=== DATA SUPPLIED ===

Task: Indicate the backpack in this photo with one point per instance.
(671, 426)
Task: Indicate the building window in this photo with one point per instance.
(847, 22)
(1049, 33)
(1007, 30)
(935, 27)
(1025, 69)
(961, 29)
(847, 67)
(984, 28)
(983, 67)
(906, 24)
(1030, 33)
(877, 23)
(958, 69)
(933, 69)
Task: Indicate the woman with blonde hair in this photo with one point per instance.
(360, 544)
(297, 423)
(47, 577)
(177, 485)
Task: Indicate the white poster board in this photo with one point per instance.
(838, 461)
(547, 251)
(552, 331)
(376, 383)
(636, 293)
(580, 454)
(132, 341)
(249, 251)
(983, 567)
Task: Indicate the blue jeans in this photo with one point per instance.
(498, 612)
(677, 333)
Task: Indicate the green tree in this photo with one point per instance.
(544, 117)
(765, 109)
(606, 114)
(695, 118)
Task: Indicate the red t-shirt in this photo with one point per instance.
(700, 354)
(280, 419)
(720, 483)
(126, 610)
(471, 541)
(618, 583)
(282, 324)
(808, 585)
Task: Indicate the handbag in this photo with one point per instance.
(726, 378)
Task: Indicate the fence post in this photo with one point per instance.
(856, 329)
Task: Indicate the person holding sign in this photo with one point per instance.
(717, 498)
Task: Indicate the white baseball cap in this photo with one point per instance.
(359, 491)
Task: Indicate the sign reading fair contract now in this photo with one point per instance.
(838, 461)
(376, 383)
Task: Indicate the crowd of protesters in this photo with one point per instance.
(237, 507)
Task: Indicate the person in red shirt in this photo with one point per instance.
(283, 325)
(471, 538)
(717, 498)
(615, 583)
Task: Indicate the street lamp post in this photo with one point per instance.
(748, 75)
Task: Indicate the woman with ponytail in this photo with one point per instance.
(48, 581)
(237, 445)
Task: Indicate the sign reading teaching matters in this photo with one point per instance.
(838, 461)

===
=== DATA SUPPLIED ===

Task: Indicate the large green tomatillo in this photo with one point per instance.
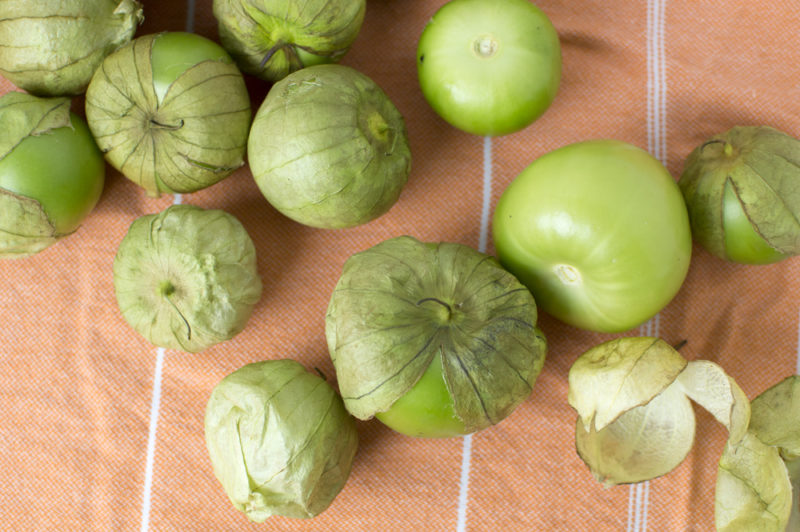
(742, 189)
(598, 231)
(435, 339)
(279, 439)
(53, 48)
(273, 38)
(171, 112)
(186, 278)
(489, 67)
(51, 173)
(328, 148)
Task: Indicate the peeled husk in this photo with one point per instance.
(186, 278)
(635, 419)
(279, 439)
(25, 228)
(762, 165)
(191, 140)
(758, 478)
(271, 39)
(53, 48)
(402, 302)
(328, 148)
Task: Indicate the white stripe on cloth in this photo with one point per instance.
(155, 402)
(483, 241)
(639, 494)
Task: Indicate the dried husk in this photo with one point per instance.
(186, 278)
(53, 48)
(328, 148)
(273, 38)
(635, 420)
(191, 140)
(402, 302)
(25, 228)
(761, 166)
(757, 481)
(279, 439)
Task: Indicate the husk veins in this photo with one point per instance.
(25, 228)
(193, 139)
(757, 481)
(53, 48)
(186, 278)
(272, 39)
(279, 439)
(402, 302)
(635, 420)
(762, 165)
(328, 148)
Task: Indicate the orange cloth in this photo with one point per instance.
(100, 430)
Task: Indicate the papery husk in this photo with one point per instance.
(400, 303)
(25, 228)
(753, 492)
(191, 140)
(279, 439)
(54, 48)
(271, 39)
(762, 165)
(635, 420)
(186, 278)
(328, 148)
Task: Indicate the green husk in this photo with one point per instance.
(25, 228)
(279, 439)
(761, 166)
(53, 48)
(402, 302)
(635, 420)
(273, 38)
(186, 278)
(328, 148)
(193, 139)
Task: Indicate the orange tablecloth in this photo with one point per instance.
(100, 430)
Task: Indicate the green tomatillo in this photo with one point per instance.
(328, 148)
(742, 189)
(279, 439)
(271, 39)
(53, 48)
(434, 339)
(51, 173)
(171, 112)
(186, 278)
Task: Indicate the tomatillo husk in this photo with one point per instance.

===
=== DATA SUPPLIED ===

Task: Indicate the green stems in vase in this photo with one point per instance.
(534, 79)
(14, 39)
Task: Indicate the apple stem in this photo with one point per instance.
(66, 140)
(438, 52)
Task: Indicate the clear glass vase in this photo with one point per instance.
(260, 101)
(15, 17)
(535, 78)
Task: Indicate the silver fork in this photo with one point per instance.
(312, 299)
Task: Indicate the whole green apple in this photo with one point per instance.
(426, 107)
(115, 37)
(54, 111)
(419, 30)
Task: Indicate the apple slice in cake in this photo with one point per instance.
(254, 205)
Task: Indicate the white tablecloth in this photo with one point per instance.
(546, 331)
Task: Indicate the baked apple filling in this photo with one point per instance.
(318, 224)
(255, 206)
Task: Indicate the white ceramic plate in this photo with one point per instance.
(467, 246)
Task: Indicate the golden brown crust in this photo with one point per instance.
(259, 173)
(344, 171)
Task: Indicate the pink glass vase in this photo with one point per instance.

===

_WORK TO BE COMPLETED_.
The output should be exactly the lines above from the line containing "Task: Indicate the orange cloth" to the line containing "Task: Indicate the tomatillo", inclusive, with no other lines.

_COMPLETED EXERCISE_.
Task: Indicate the orange cloth in this photo with one point per instance.
(100, 430)
Task: Indicate the papery husk in this photo with one point per instance.
(400, 303)
(25, 228)
(753, 492)
(191, 140)
(279, 439)
(54, 48)
(271, 39)
(762, 165)
(635, 420)
(186, 278)
(328, 148)
Task: Indicate the green husk in this photo with one point per instance.
(25, 228)
(279, 439)
(761, 166)
(53, 48)
(402, 302)
(635, 420)
(273, 38)
(186, 278)
(328, 148)
(193, 139)
Task: Indicate the orange tablecloth in this photo with one point per instance.
(100, 430)
Task: Indicate the green tomatillo in this photo with one point per instance.
(328, 148)
(742, 189)
(279, 439)
(271, 39)
(53, 48)
(434, 339)
(51, 173)
(171, 112)
(186, 278)
Task: Indicate the tomatillo husk in this photo with one point per instance.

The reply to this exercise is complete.